Task goal: Would you please write out every record exactly?

Records shown:
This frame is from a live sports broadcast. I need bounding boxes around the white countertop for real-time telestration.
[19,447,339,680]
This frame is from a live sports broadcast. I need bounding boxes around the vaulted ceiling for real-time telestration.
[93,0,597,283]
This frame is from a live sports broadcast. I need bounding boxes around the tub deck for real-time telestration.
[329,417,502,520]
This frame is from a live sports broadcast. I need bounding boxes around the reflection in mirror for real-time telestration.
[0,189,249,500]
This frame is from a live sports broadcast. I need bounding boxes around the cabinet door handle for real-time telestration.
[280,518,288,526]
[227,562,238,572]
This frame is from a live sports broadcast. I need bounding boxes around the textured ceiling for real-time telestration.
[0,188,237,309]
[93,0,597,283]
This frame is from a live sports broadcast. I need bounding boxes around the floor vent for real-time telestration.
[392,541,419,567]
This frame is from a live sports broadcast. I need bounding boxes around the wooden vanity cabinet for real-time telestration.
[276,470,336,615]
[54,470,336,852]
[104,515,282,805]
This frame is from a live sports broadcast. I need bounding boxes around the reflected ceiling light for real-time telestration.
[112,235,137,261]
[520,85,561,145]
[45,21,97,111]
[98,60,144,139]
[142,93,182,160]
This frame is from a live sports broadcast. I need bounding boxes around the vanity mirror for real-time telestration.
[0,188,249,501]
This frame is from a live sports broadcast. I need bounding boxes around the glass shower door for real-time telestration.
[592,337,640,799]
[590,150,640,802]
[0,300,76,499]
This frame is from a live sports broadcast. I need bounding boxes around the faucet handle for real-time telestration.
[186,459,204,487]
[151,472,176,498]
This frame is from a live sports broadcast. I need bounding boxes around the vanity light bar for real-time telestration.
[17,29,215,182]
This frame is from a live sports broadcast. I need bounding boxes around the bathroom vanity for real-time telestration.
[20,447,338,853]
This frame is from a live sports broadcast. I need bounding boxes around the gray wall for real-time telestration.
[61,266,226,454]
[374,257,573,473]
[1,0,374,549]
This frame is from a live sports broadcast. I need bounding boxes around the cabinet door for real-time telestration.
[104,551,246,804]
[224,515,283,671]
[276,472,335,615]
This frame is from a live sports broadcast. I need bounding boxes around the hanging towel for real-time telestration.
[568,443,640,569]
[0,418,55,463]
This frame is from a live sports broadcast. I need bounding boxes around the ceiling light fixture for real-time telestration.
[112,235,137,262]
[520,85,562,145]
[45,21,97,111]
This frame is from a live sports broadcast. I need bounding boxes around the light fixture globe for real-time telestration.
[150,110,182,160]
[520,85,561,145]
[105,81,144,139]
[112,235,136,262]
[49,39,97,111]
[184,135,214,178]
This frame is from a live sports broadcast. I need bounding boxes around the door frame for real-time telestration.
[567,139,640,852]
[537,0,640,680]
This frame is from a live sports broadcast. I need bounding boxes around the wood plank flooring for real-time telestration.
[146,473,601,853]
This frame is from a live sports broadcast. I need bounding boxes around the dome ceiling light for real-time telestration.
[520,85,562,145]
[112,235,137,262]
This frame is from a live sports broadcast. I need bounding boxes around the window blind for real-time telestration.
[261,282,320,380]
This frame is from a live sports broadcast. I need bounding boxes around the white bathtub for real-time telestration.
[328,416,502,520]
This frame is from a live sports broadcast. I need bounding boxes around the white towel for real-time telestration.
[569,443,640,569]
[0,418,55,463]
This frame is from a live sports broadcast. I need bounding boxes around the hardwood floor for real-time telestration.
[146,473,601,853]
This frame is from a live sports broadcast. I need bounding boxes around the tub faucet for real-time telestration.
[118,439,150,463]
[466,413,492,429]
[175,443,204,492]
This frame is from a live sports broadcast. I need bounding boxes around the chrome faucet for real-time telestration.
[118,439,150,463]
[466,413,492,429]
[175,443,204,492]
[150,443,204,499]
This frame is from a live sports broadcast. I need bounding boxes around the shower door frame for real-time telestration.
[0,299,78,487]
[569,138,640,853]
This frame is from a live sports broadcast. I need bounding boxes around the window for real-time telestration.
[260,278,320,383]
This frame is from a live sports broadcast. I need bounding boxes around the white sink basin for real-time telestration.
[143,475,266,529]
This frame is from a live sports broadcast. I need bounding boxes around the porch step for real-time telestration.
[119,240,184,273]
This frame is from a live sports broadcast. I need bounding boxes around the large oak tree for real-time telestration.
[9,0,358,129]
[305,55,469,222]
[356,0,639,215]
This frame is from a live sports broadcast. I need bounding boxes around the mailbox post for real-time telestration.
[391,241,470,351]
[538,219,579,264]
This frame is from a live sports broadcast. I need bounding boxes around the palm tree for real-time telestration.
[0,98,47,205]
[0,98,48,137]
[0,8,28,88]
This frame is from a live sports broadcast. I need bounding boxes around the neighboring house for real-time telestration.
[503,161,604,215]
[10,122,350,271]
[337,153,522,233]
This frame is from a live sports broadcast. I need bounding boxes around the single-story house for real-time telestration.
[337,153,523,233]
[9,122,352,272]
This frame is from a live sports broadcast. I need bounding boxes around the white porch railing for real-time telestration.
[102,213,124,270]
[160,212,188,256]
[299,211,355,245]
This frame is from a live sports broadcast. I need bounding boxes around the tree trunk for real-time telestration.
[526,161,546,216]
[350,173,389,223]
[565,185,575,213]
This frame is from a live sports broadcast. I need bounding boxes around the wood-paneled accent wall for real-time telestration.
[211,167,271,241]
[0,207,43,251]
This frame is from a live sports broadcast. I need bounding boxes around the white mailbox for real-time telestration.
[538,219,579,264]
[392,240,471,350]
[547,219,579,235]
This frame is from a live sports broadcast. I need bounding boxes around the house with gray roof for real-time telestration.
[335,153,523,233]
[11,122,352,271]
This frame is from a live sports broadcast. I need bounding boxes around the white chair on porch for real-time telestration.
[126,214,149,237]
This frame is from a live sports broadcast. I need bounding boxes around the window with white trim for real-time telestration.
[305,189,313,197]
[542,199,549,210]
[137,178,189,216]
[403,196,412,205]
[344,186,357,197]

Response to the exercise:
This frame is from a live sports broadcast. I need bounding boxes around the white countertop for real-time telestration.
[19,447,339,680]
This frame is from a live sports broadcast. I need bounding boxes around the vaulted ceiling for real-time telestration.
[93,0,597,283]
This frame is from a live sports broadcast. I need bounding boxes around the tub deck for real-time telestration.
[329,417,502,520]
This frame is from a live sports broadcast. I need bounding boxes around the reflection in mirror for real-time telestration.
[0,189,249,500]
This frame is from a live sports broadcast. I need bounding boxes around the cabinet door handle for real-time telestration.
[280,518,288,526]
[227,562,238,572]
This frame is from a live sports broadcast. I need bounding boxes around the textured ceiling for real-time telestration.
[0,188,237,309]
[93,0,597,283]
This frame is from a live sports broadcast. I need bounding boxes around the floor vent for real-time telestration.
[392,541,419,567]
This frame is from a live sports broadcast. I need bounding boxes around the wooden vanity cabinet for real-time telestration.
[276,470,336,615]
[54,470,336,852]
[104,515,282,805]
This frame is from a live sports broadcast. I need bounding boxes around the reflected ceiling light for real-time telestration.
[112,235,137,261]
[520,85,561,145]
[45,21,97,111]
[98,60,144,139]
[142,93,182,160]
This frame is from a live sports broadcast. I need bounding boxes around the vanity mirror for real-time telestration.
[0,188,249,501]
This frame is from a live sports broadcast. I need bounding boxes around the glass shower door for real-time telestration.
[592,337,640,799]
[590,150,640,802]
[0,300,76,499]
This frame is from a live sports broadcast. I need bounding boxes around the faucet handle for real-time telestration.
[186,459,204,487]
[151,472,176,498]
This frame is from a live sports broadcast. I need bounding boxes around the vanity light bar for real-time telestration.
[17,29,215,182]
This frame is from a live sports broadcast. I need bounding boxes around the bathroom vanity for real-time telestration.
[20,447,338,853]
This frame is from a live sports broadcast. I need bounding boxes around the gray wall for real-time telestration.
[61,266,226,454]
[374,257,573,473]
[1,0,374,549]
This frame is from a live sports broadcast. I need bounding boxes around the cabinet door for real-time telestration.
[104,551,246,804]
[224,515,283,671]
[276,472,335,615]
This frame is from a live sports broadcast. I need bounding boxes around the hanging towel for real-time telestration.
[568,443,640,569]
[0,418,55,463]
This frame is from a live sports broadcast. I need bounding boxes around the ceiling light fixture for real-time telestration.
[112,235,137,262]
[520,85,562,145]
[45,21,97,111]
This frame is from a live sports broadcast. I need bounding boxes around the light fixture globe for real-time telestration.
[150,110,182,160]
[520,85,561,145]
[105,81,144,139]
[112,235,136,262]
[49,39,97,111]
[184,135,214,178]
This frame is from a live sports broadcast. I need bounding boxes around the door frame for real-time telestration.
[567,139,640,852]
[537,0,640,680]
This frame is from a live sports broadcast. I need bounding boxes around the wood plank flooring for real-time telestration.
[146,473,601,853]
This frame is from a live sports broadcast. I need bounding boxes around the dome ceiling light for real-time telestration.
[520,85,562,145]
[112,235,137,262]
This frame is from a live sports broadcast. I need bounding boxes around the window blind for real-time telestration.
[261,282,320,380]
This frame is from a live sports broadcast. I need bounding boxes around the white bathtub for real-time telestration.
[328,416,502,520]
This frame is from a live sports broadcast. I need bounding boxes around the white towel for real-time telestration.
[569,443,640,569]
[0,418,55,463]
This frame is from a live sports broadcast. I need bounding boxes around the hardwood floor for real-time telestration.
[146,473,601,853]
This frame is from a live sports broadcast. I need bounding boxes around the tub faucet for real-time telestration.
[118,439,150,463]
[466,413,492,429]
[175,443,204,492]
This frame is from a live sports broadcast. I need bounding boxes around the chrome faucet for real-time telestration.
[118,439,150,463]
[466,413,492,429]
[175,443,204,492]
[150,443,204,499]
This frame is from a live sports broadcast. I need bounding boxes around the shower door frame for real-time telestration.
[0,299,78,487]
[569,138,640,853]
This frame is from a live sports broadcast. I need bounding boxes around the window for real-time telestration.
[260,278,320,383]
This frame is from a live sports broadcast. I need bounding boxes around the white sink basin for real-time telestration.
[143,475,266,529]
This frame is from a live sports broadcast. I need bounding boxes around the porch step for real-time telestration.
[119,240,184,273]
This frame is from a live sports broadcast. I need bounding boxes around the large oak tree for real-time telestration.
[9,0,358,129]
[305,55,469,222]
[356,0,639,215]
This frame is from a live sports broadcast. I need bounding boxes around the mailbox post for real-time telestration.
[391,241,470,351]
[538,219,579,264]
This frame is from a live sports broadcast. I need bounding boxes around the palm tree for real-time telestration.
[0,98,47,205]
[0,98,48,137]
[0,8,28,88]
This frame is from a live sports broadcast. I need bounding boxes around the neighboring house for real-time telestration.
[503,161,604,215]
[10,122,350,271]
[337,153,522,233]
This frame is from a live sports broadcast. I need bounding boxes around the single-story house for real-time telestration.
[337,153,523,233]
[9,122,352,272]
This frame is from a live sports broadcast. I need bounding boxes around the white porch railing for real-time telestration.
[102,213,124,270]
[160,212,188,256]
[299,211,355,245]
This frame is from a live sports broadcast. I need bounding boxes around the tree trunk for real-time telestration.
[526,161,546,216]
[350,173,389,223]
[565,185,575,213]
This frame is from a live sports broadcast. I need bounding boxes around the wood-paneled accent wall for real-time telestration.
[211,167,271,241]
[0,207,43,251]
This frame is from a live sports broadcast. I need bounding boxes around the white mailbox for real-time telestration.
[538,219,579,264]
[392,240,471,350]
[547,219,579,235]
This frame is from a live sports broadcast. I need bounding boxes around the house with gray roof for real-time telestration.
[335,153,523,233]
[11,122,352,271]
This frame is from a live sports broadcast. I need bounding boxes around the white chair on porch for real-time telestration.
[126,214,149,237]
This frame is from a live sports broadcast. I need bounding boxes around the window with white trim for real-time telestration.
[305,189,313,197]
[542,199,549,210]
[137,178,189,216]
[403,196,412,205]
[344,186,357,197]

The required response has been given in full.